Dataset rows:
[BEGIN]
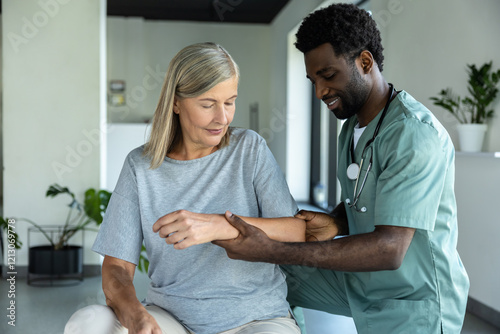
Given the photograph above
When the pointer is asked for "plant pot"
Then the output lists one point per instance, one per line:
(471, 137)
(45, 260)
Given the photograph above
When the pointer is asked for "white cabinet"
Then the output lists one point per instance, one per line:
(121, 139)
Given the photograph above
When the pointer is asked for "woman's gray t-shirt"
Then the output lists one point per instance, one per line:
(200, 285)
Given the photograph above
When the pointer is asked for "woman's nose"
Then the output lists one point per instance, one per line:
(221, 115)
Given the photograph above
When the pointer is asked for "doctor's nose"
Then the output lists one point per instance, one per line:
(321, 91)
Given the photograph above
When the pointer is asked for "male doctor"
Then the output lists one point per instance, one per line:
(397, 270)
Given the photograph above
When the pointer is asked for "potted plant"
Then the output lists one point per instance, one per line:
(472, 112)
(60, 257)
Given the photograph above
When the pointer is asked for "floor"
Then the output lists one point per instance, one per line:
(45, 310)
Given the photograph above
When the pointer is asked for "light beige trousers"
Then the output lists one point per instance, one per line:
(100, 319)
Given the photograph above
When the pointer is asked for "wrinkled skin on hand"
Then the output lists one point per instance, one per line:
(319, 226)
(252, 244)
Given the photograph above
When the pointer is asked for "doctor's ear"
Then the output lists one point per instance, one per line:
(367, 61)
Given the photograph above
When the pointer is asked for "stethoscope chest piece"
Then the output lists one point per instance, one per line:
(353, 171)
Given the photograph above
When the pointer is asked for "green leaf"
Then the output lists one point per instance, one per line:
(56, 189)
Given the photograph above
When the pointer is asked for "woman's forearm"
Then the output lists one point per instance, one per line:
(286, 229)
(117, 284)
(184, 229)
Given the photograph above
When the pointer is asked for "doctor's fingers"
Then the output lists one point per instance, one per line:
(306, 215)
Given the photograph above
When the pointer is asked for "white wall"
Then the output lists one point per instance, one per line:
(51, 84)
(478, 191)
(427, 46)
(139, 52)
(286, 21)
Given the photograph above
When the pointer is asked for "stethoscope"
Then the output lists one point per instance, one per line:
(354, 170)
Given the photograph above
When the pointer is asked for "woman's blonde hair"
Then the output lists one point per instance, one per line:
(193, 71)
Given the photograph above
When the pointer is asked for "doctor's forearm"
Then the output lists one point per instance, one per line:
(383, 249)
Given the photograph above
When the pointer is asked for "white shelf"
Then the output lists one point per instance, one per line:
(479, 154)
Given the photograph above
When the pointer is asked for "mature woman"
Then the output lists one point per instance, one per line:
(194, 161)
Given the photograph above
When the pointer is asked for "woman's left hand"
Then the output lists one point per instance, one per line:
(184, 228)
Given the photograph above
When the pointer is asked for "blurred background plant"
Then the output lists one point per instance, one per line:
(482, 87)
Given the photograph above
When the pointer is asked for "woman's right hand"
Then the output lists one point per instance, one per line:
(143, 323)
(319, 226)
(184, 228)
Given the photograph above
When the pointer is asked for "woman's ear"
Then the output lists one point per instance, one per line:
(366, 61)
(176, 105)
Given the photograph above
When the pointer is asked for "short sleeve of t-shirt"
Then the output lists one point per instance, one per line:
(120, 234)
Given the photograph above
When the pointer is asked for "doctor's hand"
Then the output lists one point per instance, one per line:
(319, 226)
(252, 244)
(183, 228)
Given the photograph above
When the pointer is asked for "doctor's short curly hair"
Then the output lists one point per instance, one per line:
(348, 28)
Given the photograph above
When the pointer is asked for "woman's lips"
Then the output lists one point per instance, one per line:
(215, 131)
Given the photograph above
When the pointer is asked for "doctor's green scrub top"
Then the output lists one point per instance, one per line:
(410, 184)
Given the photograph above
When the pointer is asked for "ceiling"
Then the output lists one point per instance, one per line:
(221, 11)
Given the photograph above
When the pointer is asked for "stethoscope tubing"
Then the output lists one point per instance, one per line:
(367, 145)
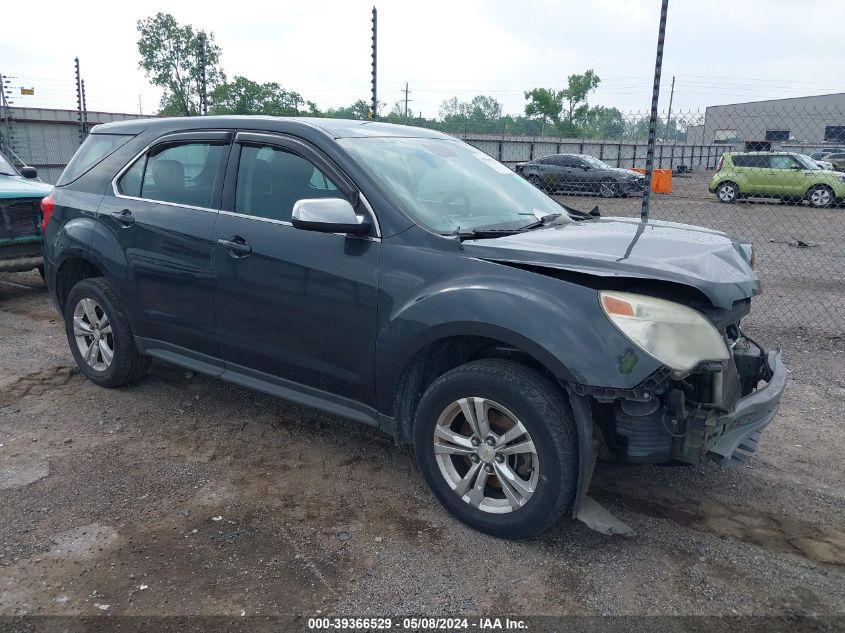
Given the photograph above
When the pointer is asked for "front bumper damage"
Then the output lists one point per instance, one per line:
(717, 413)
(658, 422)
(733, 436)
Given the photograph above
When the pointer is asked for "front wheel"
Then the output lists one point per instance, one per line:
(496, 442)
(820, 197)
(608, 189)
(99, 336)
(727, 192)
(535, 180)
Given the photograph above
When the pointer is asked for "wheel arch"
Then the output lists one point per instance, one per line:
(452, 345)
(440, 355)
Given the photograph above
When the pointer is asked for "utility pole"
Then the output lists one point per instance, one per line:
(669, 116)
(652, 124)
(84, 110)
(406, 101)
(203, 85)
(7, 137)
(374, 105)
(79, 101)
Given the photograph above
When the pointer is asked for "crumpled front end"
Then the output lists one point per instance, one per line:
(717, 412)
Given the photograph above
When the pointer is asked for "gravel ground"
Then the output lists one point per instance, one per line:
(182, 495)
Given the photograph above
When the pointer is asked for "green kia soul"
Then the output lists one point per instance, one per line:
(783, 175)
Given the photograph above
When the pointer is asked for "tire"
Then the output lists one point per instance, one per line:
(535, 180)
(820, 196)
(608, 189)
(543, 457)
(113, 359)
(727, 192)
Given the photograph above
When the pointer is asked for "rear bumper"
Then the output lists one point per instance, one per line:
(20, 255)
(734, 435)
(19, 264)
(632, 187)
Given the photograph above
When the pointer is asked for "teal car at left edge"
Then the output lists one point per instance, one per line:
(21, 234)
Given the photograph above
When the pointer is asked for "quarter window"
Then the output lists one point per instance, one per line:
(183, 174)
(271, 180)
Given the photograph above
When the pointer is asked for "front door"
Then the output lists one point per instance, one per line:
(162, 214)
(294, 307)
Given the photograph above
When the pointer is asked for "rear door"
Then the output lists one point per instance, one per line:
(788, 176)
(163, 213)
(751, 172)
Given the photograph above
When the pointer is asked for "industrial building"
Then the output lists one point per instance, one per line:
(805, 122)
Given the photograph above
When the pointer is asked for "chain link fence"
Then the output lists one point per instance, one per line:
(771, 176)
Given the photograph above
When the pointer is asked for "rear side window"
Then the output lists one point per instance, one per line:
(95, 148)
(186, 173)
(750, 161)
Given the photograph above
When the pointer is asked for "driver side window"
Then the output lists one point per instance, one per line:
(782, 162)
(272, 179)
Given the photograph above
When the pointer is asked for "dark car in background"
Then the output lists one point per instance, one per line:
(399, 277)
(20, 217)
(580, 173)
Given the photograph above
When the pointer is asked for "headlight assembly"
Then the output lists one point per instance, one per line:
(674, 334)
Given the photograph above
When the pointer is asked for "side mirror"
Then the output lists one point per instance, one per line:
(327, 215)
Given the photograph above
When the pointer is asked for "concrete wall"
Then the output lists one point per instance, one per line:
(47, 139)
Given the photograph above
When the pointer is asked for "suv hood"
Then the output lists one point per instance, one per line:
(708, 260)
(20, 187)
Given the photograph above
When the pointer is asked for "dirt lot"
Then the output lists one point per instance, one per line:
(184, 495)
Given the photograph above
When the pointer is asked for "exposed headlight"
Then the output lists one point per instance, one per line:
(675, 335)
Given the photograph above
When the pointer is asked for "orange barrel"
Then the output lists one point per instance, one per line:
(661, 179)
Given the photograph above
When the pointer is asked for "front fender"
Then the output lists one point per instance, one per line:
(558, 323)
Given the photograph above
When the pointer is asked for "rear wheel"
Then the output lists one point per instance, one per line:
(727, 192)
(496, 443)
(99, 336)
(535, 180)
(608, 189)
(820, 196)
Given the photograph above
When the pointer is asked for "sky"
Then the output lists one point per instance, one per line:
(720, 51)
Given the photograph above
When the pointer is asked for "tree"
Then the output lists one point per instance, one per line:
(359, 110)
(545, 103)
(244, 96)
(576, 91)
(550, 104)
(170, 57)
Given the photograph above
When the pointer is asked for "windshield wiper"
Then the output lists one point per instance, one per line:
(482, 233)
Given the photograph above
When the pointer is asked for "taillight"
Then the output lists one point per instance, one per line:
(48, 204)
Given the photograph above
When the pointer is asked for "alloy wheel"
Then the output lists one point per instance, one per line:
(820, 197)
(727, 193)
(607, 190)
(486, 455)
(93, 334)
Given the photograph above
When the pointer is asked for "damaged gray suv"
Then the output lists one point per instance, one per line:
(401, 278)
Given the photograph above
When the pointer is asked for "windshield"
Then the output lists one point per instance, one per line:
(448, 186)
(6, 167)
(594, 162)
(808, 162)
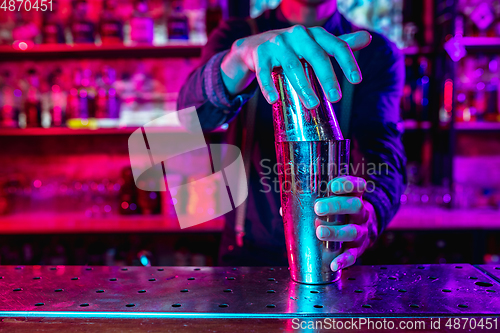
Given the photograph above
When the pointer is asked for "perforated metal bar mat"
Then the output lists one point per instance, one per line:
(221, 292)
(491, 270)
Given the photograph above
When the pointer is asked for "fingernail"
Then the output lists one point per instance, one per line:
(355, 77)
(324, 232)
(334, 95)
(273, 97)
(336, 187)
(321, 208)
(334, 266)
(312, 101)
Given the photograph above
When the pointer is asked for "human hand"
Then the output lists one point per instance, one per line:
(362, 229)
(257, 55)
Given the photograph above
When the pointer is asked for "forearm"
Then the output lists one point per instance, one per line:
(205, 90)
(387, 180)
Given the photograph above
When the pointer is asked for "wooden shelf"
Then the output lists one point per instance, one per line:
(63, 51)
(431, 218)
(410, 124)
(477, 126)
(481, 44)
(417, 50)
(78, 223)
(56, 131)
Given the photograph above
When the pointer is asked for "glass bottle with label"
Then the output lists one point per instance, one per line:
(82, 29)
(213, 15)
(52, 28)
(8, 107)
(32, 105)
(141, 24)
(178, 23)
(110, 26)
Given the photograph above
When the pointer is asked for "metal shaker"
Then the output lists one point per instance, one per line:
(310, 152)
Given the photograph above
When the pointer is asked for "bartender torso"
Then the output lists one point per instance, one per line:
(378, 155)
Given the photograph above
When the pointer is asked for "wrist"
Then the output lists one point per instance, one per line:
(372, 222)
(236, 75)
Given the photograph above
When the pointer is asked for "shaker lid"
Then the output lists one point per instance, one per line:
(293, 121)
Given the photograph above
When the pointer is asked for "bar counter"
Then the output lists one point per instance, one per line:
(225, 299)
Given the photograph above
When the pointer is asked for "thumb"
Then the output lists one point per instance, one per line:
(357, 40)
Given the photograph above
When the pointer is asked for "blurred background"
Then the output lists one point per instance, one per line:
(78, 79)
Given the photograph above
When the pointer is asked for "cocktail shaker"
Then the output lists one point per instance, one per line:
(310, 152)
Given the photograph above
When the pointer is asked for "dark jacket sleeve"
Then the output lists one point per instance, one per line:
(204, 88)
(377, 130)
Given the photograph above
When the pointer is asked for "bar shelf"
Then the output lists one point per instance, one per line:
(71, 223)
(64, 51)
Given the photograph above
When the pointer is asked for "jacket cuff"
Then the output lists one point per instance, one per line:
(217, 92)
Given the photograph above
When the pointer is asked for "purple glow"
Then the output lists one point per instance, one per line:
(404, 199)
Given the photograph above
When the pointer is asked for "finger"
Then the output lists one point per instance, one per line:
(340, 48)
(348, 185)
(341, 233)
(323, 69)
(338, 205)
(264, 78)
(345, 259)
(304, 45)
(294, 71)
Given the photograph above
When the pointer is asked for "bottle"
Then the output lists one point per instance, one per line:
(57, 99)
(82, 30)
(110, 26)
(141, 24)
(213, 15)
(52, 28)
(128, 193)
(32, 105)
(25, 30)
(8, 107)
(178, 23)
(107, 104)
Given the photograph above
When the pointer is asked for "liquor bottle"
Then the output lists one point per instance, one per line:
(110, 26)
(178, 23)
(57, 99)
(52, 28)
(128, 194)
(107, 104)
(25, 30)
(72, 108)
(32, 105)
(113, 100)
(82, 29)
(141, 24)
(213, 15)
(8, 108)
[END]
» **INSTRUCTIONS TO FOLLOW**
From the dataset rows above, gather every line that contains the string "sleeve" and copy each one out in full.

» **EXERCISE RESULT**
When the pointer is asked for "short sleeve of t-shirt"
When the pointer is asked for "dark jacket sleeve"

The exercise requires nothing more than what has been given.